## [TEXTO FORNECIDO]
=======

Para o perverso, o corpo é descartável. Ele só tem sentido no prazer imediato e transitório. Esse arrazoado pode ser erroneamente criticado como moralista religioso. Bom, não nego meus óculos cristãos reformados de enxergar a realidade. Contudo, espero que você reflita que uma relação amorosa é mais que o entrelaçar de corpos, mas é um entrelaçamento de almas.
O corpo só tem o direito de ter prazer se a alma participar, pois sem a alma ele estaria morto. O ser humano é um todo unificado, portanto o que você faz com seu corpo reflete para eternidade.
Usar o outro como um chiclete que quando perde o gosto se cospe fora, não foi o propósito de Deus para a sexualidade humana. Deus deu o prazer ao ser humano para ser usufruído dentro dos seus princípios. Pensem, poderíamos ser como animais no cio que copulam apenas para procriarem. Contudo, Deus nos deu prazer e colocou em nosso coração o amor.

=======

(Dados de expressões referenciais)

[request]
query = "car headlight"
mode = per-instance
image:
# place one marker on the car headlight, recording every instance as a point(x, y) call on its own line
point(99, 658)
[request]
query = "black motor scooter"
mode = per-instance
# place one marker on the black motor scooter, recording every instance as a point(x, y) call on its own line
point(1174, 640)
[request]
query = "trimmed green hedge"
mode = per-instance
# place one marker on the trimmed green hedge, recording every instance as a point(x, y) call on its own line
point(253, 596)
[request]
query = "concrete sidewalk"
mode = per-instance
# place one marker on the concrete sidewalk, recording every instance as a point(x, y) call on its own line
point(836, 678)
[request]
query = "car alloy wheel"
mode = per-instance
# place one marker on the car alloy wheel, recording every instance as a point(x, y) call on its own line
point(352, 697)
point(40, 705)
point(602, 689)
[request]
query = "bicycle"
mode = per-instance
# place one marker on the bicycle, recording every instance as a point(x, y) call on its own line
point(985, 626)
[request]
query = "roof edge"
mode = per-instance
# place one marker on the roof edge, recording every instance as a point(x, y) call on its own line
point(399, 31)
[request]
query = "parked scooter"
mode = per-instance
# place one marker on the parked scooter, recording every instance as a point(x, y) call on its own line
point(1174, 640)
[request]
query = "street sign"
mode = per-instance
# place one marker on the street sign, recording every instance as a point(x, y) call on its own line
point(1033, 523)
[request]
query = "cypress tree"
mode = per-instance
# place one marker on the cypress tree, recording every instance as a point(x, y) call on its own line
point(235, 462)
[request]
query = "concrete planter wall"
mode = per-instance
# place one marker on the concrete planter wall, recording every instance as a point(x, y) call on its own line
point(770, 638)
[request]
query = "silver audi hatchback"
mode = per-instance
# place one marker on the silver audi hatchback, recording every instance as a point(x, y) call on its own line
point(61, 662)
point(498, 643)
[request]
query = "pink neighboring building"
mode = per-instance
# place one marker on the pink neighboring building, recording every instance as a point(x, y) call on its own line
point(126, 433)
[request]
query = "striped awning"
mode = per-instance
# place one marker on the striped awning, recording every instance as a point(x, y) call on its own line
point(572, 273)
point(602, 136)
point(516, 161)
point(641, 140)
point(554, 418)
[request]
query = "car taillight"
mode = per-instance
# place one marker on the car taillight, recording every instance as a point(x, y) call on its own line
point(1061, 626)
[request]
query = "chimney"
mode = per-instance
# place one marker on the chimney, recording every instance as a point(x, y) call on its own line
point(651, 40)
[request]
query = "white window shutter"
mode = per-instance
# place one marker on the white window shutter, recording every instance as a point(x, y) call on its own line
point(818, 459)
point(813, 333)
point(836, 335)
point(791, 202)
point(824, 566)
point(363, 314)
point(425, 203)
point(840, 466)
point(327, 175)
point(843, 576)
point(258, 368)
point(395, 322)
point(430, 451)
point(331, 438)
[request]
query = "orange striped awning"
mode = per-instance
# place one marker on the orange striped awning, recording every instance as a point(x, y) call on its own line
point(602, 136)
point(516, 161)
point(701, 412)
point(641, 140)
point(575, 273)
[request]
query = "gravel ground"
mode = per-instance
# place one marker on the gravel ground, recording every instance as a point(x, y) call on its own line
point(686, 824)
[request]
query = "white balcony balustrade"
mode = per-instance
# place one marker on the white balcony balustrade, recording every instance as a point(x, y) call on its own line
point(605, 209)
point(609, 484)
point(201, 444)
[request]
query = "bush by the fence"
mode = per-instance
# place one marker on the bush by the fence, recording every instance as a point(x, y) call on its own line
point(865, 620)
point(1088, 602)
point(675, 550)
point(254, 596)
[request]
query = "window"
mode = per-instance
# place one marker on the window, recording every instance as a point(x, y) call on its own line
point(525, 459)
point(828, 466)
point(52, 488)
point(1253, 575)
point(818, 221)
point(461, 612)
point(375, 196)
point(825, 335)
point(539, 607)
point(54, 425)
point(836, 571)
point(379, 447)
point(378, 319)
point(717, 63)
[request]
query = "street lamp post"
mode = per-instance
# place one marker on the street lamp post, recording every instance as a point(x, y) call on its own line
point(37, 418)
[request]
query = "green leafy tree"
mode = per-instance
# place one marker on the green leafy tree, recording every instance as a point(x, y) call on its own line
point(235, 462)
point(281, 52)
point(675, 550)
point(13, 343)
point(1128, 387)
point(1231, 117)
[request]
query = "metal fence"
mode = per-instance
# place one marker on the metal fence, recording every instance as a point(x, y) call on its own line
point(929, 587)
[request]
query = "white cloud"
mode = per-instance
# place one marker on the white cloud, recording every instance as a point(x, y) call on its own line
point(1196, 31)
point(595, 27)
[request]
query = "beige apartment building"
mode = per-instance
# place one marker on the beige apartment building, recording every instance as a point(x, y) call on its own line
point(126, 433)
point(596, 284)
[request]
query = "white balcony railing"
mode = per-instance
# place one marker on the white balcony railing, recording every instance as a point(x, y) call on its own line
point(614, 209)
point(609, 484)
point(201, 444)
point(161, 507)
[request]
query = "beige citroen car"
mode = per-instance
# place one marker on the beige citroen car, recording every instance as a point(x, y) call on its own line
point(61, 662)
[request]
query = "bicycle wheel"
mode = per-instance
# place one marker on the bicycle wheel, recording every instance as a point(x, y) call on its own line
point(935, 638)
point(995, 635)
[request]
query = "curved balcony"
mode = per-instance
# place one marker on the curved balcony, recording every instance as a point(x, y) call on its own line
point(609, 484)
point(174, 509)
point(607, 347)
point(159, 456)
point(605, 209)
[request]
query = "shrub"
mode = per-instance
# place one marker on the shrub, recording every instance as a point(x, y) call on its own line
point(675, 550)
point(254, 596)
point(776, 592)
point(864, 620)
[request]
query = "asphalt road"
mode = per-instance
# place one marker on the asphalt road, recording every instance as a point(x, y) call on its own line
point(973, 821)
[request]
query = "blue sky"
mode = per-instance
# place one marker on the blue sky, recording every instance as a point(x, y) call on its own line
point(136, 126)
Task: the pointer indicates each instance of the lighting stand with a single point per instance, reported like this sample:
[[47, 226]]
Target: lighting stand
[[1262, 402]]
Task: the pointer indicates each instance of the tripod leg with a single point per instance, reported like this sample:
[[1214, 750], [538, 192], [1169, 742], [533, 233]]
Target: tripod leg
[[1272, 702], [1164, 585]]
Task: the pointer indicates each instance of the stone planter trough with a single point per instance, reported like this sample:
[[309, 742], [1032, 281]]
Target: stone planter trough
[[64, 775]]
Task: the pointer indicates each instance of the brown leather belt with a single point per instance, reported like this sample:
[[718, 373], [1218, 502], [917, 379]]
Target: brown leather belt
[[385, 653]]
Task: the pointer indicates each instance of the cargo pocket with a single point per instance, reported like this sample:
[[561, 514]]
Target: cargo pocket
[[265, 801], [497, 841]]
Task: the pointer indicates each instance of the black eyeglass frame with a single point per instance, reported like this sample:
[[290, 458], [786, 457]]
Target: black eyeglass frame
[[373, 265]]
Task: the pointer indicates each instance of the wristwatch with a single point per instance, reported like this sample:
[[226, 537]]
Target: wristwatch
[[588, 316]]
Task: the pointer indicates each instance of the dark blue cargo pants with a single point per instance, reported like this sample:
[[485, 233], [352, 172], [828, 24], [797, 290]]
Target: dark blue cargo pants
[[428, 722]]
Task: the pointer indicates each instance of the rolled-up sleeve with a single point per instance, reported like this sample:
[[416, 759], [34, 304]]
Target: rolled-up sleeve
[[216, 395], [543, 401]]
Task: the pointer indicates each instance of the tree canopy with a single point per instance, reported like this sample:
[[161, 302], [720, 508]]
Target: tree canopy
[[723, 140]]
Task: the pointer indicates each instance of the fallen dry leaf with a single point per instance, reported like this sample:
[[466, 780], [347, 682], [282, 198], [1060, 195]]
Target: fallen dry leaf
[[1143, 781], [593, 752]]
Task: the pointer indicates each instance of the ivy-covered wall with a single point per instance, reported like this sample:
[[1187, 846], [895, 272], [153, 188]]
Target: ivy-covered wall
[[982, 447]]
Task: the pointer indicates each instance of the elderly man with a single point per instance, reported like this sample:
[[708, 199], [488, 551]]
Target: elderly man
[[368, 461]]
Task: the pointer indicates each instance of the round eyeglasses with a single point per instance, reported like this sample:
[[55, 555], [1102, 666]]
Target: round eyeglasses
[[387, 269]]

=======

## [SUA TAREFA]
Repita na íntegra, sem nenhuma alteração, o texto acima sobre o corpo e o prazer na sexualidade humana.

## [RESULTADO DO EXERCÍCIO]
Para o perverso, o corpo é descartável. Ele só tem sentido no prazer imediato e transitório. Esse arrazoado pode ser erroneamente criticado como moralista religioso. Bom, não nego meus óculos cristãos reformados de enxergar a realidade. Contudo, espero que você reflita que uma relação amorosa é mais que o entrelaçar de corpos, mas é um entrelaçamento de almas.
O corpo só tem o direito de ter prazer se a alma participar, pois sem a alma ele estaria morto. O ser humano é um todo unificado, portanto o que você faz com seu corpo reflete para eternidade.
Usar o outro como um chiclete que quando perde o gosto se cospe fora, não foi o propósito de Deus para a sexualidade humana. Deus deu o prazer ao ser humano para ser usufruído dentro dos seus princípios. Pensem, poderíamos ser como animais no cio que copulam apenas para procriarem. Contudo, Deus nos deu prazer e colocou em nosso coração o amor.